Point labels for objects:
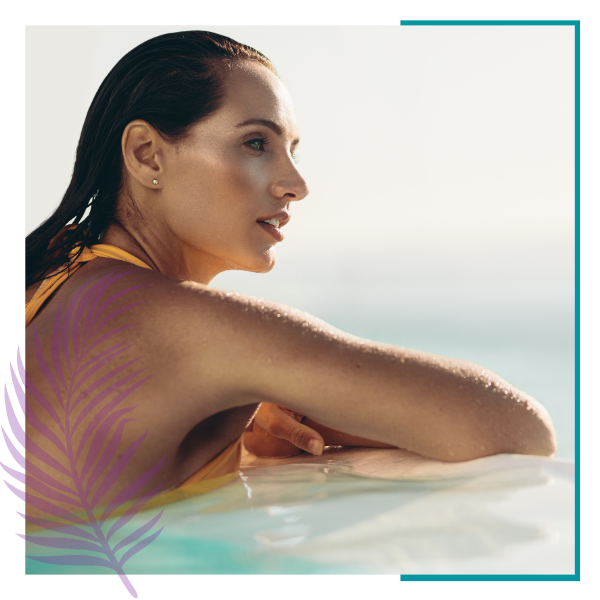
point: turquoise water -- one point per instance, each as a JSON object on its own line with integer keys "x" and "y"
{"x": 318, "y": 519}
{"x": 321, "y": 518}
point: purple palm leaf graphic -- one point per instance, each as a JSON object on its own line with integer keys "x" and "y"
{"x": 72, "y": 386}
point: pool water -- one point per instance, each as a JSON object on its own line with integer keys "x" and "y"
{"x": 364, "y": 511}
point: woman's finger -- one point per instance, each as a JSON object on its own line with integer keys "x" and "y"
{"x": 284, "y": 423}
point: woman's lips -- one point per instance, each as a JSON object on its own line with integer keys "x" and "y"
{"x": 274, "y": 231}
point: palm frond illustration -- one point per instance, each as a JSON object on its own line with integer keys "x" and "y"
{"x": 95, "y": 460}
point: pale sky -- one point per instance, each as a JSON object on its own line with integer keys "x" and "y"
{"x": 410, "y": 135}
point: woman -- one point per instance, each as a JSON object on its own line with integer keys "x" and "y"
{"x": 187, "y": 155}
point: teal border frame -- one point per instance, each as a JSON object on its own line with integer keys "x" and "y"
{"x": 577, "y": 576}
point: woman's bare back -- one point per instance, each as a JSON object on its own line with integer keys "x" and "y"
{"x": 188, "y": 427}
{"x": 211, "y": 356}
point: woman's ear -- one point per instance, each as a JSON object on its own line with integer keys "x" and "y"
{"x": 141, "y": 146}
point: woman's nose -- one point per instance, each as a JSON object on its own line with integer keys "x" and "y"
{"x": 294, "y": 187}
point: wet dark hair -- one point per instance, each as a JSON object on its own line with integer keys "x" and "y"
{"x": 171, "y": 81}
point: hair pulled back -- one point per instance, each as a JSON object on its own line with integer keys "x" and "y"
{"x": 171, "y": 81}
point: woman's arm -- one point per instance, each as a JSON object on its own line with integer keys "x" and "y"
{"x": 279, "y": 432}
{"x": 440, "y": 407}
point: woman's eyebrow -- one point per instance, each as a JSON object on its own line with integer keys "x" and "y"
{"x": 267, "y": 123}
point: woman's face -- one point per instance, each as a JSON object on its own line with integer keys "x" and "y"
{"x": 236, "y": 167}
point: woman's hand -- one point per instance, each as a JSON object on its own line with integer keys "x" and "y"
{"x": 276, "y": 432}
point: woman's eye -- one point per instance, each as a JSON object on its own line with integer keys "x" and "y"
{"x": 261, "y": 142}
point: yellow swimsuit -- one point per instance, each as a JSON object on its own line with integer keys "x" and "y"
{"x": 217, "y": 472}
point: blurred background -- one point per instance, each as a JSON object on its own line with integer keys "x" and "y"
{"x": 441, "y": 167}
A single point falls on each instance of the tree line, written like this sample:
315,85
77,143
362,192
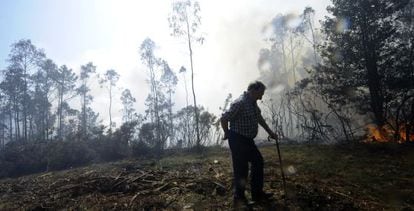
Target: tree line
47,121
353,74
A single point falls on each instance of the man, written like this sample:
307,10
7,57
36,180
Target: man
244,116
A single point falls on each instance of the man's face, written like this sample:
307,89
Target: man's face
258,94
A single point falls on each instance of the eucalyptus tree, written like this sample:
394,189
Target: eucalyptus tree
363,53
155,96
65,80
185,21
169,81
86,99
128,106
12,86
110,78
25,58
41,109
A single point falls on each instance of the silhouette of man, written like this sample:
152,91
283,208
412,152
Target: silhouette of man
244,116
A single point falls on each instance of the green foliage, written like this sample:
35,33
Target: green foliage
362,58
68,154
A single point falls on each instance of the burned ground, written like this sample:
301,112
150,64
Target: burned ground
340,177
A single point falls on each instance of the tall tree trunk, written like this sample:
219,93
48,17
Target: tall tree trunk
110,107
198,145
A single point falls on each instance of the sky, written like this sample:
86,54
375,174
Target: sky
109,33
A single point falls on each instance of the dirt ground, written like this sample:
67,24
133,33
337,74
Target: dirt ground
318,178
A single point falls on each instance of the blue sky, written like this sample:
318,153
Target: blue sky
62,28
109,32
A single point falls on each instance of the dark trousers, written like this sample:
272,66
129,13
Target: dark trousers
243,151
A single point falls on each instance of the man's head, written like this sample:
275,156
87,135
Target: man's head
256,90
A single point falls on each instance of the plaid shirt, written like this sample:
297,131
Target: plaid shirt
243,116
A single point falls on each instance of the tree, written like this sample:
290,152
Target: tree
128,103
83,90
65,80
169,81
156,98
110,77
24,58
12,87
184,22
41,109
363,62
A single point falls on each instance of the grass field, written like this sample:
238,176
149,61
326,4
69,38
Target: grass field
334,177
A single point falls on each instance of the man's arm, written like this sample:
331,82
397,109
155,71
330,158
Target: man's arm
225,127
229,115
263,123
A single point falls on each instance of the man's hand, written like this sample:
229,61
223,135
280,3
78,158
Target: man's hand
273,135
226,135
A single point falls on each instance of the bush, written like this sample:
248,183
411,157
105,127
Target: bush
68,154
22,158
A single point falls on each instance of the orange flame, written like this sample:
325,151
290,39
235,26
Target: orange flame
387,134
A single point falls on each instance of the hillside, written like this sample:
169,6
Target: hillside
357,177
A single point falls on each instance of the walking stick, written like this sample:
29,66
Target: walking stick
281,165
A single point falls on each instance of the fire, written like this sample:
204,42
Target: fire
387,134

WHAT NEEDS TO BE DONE
Give the lines as a numbered list, with blank lines left out, starting at the line that contains "A single point falls on each instance of the fire, written" and ending at the last line of the rows.

CORRECT ANSWER
1. A single point falls on each instance of the fire, written like this sample:
2. 204,42
3. Target: fire
4. 387,134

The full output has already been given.